Cuyahoga County held a briefing on January 22, updating residents and the media about the number and rate of COVID-19 cases in the county.
Cuyahoga County Executive Armond Budish opened the weekly briefing on January 22 with a coronavirus vaccine update. Beginning the week of January 18, residents aged 80 and older were eligible for the vaccine. The rest of the vaccine roll-out will go as follows
- The week of January 25, residents age 75 and older
- The week of February 1, residents age 70 and older
- The week of February 8, residents age 65 and older
Ninety providers in the county will receive the vaccine, but supply continues to be limited. With the limited supply, even if you’re eligible, you may not receive the vaccine. The county is partnering with United Way’s 2-1-1 to hire staff to support a centralized hotline that residents can call to learn more about the vaccine, including if they are eligible to get it and to connect them to a provider or pharmacy where they can register to receive it. For those not eligible for the current vaccine roll-out, the hotline will refer them to the Cleveland Department of Health or Cuyahoga County Board of Health (CCBH) to be placed on a list to be contacted about their eligibility availability. Visit cuyahogacounty.us/vax to learn more.
Eighty percent of those over 80 do better with a phone call than trying to access the web.

▶ _RECORDS SUPPLIED_:

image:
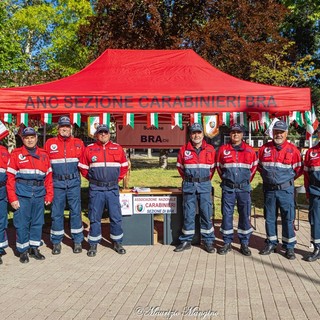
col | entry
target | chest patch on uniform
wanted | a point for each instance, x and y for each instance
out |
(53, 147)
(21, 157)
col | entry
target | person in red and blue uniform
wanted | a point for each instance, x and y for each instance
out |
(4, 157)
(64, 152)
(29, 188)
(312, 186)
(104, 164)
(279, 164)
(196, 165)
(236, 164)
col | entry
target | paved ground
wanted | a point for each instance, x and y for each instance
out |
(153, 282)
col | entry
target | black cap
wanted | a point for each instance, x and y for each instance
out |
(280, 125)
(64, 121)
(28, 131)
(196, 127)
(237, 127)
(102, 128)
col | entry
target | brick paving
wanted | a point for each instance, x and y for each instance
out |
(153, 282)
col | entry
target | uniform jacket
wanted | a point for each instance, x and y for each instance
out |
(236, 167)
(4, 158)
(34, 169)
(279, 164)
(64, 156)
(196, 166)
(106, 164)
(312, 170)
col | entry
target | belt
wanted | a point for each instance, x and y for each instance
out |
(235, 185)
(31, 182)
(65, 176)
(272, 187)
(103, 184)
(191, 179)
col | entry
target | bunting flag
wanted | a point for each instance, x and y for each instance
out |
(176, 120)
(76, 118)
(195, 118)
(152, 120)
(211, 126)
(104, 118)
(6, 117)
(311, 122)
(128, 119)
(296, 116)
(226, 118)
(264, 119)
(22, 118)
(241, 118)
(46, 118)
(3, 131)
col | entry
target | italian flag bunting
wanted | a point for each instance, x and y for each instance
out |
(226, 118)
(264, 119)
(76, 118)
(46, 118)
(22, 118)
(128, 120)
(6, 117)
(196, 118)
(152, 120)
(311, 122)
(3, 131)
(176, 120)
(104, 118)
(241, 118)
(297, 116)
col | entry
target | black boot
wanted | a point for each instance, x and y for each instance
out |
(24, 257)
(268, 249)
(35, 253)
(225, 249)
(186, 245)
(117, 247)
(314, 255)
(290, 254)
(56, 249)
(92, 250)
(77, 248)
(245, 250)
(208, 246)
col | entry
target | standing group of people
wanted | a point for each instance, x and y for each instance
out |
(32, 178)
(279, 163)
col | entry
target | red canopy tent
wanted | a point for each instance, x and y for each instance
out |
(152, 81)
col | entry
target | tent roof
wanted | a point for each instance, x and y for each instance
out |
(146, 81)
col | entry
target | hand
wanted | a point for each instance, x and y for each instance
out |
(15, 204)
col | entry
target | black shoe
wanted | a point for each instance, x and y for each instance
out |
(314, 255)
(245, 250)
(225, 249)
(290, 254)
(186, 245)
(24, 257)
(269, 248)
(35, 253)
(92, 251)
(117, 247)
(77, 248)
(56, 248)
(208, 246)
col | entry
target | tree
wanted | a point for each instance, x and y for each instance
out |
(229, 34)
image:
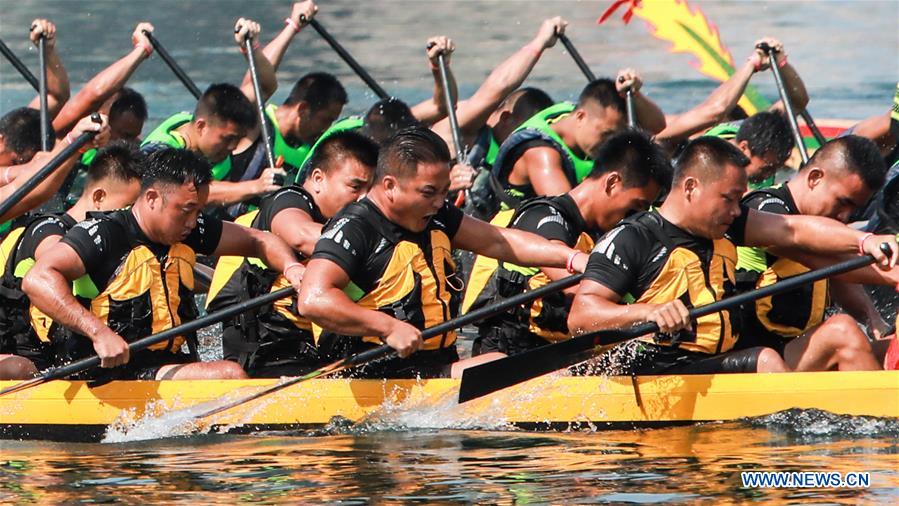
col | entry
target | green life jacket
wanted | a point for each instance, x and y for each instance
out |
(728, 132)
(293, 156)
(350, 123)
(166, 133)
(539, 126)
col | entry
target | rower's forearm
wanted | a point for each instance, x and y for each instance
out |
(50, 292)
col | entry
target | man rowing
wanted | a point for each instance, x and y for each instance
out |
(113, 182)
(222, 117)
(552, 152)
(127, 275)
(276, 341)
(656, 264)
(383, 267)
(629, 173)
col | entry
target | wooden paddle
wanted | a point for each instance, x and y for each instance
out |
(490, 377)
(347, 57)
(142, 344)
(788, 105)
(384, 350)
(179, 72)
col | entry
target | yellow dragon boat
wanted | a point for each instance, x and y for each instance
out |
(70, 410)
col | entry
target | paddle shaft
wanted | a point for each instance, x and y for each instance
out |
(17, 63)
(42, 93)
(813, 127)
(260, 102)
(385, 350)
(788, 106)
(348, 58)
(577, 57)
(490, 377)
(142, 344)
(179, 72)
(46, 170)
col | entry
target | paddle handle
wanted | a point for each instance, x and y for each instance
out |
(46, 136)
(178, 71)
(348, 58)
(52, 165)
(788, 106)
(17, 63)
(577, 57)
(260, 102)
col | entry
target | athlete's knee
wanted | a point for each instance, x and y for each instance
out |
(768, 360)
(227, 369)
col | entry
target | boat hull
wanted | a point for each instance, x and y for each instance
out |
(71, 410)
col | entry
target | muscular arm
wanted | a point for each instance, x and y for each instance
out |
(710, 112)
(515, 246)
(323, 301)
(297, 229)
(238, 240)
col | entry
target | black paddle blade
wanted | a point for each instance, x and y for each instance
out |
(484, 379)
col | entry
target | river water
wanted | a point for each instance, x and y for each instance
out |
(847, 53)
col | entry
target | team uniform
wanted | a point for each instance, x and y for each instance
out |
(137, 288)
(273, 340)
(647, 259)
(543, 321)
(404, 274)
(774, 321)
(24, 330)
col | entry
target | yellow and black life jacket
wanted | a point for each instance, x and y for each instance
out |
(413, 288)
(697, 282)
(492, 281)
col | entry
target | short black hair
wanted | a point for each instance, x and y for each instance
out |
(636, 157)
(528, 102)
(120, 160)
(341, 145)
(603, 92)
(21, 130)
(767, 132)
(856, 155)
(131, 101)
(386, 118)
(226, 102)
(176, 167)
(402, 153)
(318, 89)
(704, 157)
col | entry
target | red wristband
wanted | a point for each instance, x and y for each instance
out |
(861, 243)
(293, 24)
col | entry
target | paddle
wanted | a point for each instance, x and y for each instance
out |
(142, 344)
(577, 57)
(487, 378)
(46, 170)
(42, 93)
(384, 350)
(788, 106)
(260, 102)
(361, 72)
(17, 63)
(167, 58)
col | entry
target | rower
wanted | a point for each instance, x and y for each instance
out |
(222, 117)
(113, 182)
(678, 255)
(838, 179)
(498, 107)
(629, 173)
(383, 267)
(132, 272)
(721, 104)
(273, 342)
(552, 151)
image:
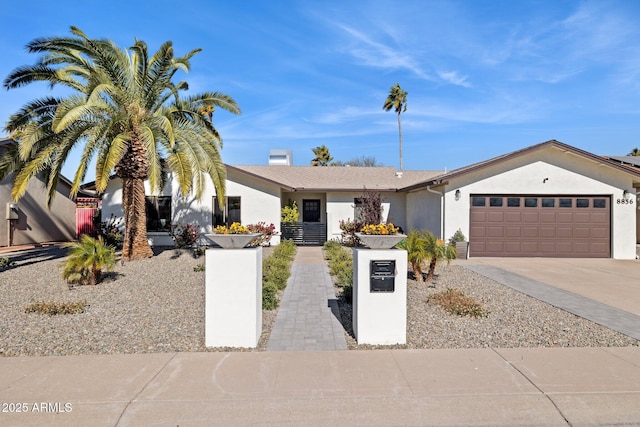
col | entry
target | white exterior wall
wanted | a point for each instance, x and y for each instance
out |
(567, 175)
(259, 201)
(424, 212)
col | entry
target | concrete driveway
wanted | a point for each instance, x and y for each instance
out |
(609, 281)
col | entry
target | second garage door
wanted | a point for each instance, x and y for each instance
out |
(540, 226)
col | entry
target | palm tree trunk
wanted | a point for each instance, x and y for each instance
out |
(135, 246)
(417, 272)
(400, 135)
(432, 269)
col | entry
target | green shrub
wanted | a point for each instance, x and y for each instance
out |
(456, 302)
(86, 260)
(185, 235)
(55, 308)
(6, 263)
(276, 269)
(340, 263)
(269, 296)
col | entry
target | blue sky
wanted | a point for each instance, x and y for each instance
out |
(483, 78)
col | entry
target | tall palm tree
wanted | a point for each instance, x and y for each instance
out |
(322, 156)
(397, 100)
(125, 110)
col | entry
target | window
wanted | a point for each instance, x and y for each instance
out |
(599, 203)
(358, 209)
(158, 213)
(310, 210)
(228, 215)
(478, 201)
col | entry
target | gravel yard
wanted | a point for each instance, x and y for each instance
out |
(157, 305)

▶ _EXERCISE DESCRIPTION_:
Using the Cuyahoga County briefing text, list each week of the vaccine roll-out with the age group that became eligible that week.

▶ _EXERCISE OUTPUT_:
- Week of January 18: residents aged 80 and older
- Week of January 25: residents age 75 and older
- Week of February 1: residents age 70 and older
- Week of February 8: residents age 65 and older